--- Begin MATERIAL ---

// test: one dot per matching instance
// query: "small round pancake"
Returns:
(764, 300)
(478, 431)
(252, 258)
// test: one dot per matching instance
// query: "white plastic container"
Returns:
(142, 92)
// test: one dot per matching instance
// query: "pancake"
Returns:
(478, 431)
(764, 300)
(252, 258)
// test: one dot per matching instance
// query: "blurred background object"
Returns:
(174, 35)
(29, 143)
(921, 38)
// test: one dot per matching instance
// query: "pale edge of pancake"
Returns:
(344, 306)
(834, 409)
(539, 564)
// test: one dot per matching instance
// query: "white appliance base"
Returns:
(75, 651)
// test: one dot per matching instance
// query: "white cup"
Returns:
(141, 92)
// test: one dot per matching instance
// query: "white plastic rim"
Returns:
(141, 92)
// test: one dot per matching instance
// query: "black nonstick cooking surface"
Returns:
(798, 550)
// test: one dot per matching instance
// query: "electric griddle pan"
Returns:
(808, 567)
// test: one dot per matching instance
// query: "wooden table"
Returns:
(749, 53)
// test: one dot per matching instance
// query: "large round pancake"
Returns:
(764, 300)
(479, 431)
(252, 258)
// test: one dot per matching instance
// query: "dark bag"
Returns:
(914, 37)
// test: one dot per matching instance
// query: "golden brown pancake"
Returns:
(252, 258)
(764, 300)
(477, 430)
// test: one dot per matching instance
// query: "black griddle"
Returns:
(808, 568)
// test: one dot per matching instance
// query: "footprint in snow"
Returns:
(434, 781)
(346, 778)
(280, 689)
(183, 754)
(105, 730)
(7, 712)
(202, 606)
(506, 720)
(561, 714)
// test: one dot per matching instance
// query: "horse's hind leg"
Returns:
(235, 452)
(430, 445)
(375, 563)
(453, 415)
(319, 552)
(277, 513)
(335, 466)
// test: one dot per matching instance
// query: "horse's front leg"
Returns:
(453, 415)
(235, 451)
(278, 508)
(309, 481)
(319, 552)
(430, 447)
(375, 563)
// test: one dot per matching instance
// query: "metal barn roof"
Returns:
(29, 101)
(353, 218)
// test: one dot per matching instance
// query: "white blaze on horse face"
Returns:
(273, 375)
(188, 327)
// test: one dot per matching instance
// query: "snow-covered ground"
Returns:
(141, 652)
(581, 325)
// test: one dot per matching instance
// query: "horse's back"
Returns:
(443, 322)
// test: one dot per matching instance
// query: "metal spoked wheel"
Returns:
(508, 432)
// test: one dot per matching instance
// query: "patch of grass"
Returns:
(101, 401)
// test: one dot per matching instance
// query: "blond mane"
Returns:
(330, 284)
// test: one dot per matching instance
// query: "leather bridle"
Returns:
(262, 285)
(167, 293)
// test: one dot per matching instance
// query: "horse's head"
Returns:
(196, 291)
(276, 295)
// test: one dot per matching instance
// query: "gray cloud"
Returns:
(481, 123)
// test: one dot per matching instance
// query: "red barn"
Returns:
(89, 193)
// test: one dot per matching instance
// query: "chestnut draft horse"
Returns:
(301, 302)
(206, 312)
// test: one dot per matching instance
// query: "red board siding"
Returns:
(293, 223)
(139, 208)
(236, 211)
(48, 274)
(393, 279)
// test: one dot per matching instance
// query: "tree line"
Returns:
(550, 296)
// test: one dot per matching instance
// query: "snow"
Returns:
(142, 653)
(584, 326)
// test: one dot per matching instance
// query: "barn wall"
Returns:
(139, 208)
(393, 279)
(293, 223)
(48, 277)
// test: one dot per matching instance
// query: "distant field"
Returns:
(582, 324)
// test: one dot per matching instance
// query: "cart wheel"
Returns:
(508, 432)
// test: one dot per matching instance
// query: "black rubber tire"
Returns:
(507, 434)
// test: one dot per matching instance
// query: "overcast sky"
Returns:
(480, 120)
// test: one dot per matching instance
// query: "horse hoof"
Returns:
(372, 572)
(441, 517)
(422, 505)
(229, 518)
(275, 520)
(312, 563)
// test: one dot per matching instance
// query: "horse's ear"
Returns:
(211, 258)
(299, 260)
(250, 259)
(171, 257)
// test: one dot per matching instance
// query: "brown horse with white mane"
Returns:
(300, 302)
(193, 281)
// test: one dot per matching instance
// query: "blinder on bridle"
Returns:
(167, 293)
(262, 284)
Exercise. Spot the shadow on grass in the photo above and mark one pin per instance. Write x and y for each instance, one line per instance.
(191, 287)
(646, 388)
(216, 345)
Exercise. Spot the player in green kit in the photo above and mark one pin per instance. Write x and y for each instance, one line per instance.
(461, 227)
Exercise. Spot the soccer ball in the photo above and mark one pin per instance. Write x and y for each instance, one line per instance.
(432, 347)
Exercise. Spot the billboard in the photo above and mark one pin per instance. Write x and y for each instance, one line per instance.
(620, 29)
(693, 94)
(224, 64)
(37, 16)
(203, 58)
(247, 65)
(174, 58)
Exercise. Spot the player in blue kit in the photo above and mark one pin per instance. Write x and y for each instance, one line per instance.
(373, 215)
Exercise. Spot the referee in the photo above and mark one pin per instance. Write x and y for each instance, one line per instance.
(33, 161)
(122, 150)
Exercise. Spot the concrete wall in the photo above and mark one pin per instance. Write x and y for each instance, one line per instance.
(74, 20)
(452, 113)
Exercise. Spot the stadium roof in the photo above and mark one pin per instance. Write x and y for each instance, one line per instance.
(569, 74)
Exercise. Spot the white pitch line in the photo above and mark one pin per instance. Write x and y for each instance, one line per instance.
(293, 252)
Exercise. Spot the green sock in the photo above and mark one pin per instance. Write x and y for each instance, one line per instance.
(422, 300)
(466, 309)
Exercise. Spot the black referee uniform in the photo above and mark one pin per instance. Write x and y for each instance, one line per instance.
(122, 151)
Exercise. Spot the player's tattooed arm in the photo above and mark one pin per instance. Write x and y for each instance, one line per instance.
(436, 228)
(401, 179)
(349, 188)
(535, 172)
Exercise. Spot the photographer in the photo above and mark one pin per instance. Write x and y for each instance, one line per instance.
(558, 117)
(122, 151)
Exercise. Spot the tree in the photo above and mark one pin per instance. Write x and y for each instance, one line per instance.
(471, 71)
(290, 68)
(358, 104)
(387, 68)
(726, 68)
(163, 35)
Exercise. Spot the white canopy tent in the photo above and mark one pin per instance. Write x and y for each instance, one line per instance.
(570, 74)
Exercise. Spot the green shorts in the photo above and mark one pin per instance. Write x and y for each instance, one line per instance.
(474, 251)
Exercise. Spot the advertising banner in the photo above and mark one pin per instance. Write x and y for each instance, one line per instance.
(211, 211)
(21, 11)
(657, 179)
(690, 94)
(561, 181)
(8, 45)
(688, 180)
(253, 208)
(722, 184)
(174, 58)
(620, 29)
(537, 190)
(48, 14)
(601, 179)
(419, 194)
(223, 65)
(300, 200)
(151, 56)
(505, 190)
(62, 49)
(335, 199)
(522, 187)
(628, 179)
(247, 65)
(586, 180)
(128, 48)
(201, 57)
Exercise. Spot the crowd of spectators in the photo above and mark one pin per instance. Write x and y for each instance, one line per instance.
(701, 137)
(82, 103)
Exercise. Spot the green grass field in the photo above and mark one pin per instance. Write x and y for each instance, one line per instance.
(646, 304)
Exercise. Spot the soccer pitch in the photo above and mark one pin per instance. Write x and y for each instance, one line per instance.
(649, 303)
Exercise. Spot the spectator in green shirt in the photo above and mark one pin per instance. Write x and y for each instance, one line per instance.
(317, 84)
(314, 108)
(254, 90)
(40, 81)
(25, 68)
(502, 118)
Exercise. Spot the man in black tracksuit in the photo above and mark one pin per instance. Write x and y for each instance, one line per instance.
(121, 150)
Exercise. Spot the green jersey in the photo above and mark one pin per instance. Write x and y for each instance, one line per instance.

--- End MATERIAL ---

REQUIRED WORK:
Reproduce, word for word, the part of the items above that starts with the line containing "Exercise. Spot the man" and runs to the end of the items, both ends included.

PROBLEM SOLUTION:
Exercise. Spot the man in black tracksuit in the photo above and mark one pin per instance. Write x and y for each instance, one line per instance.
(121, 150)
Exercise. Spot the green jersey in the photo above and mark one pin per instance. Write x and y for each instance, one line per instance.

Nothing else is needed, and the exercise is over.